[START]

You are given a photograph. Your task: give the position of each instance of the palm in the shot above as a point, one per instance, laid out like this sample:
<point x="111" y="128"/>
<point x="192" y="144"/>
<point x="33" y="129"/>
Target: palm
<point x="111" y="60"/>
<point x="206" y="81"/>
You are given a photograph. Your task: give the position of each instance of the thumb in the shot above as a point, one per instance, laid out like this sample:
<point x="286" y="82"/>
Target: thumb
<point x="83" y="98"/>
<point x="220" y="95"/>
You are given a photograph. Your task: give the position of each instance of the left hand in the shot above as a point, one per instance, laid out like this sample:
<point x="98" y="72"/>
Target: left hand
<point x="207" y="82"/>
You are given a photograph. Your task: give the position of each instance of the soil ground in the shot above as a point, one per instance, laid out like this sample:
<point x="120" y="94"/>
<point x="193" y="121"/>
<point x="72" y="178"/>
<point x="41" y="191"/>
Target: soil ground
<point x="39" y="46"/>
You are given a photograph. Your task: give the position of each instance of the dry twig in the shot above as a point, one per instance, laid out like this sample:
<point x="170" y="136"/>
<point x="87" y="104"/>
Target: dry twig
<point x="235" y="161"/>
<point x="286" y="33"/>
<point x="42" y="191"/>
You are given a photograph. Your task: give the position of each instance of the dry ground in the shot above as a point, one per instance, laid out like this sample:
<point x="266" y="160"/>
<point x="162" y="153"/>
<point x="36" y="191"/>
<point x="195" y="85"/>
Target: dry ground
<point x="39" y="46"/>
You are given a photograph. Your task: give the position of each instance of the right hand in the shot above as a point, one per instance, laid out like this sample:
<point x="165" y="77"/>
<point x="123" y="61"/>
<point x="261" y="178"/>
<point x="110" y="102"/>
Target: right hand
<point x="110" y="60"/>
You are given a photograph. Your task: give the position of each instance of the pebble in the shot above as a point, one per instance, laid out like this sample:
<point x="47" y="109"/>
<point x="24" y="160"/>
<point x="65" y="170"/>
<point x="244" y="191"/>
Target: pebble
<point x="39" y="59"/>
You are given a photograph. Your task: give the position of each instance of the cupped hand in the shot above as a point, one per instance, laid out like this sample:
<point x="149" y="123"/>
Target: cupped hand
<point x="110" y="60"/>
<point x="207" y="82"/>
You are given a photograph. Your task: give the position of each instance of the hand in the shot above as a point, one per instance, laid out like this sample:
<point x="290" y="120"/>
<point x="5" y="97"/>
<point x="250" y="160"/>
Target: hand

[END]

_Description of the task_
Copy again, word for word, the items from the line containing "of the hand" through the last line of the items, inclusive.

_Reply_
You are given a photograph. Your task: give the position of each instance of the hand in the shot above as a point, one per instance, laid out like this sample:
<point x="290" y="120"/>
<point x="5" y="97"/>
<point x="250" y="160"/>
Target: hand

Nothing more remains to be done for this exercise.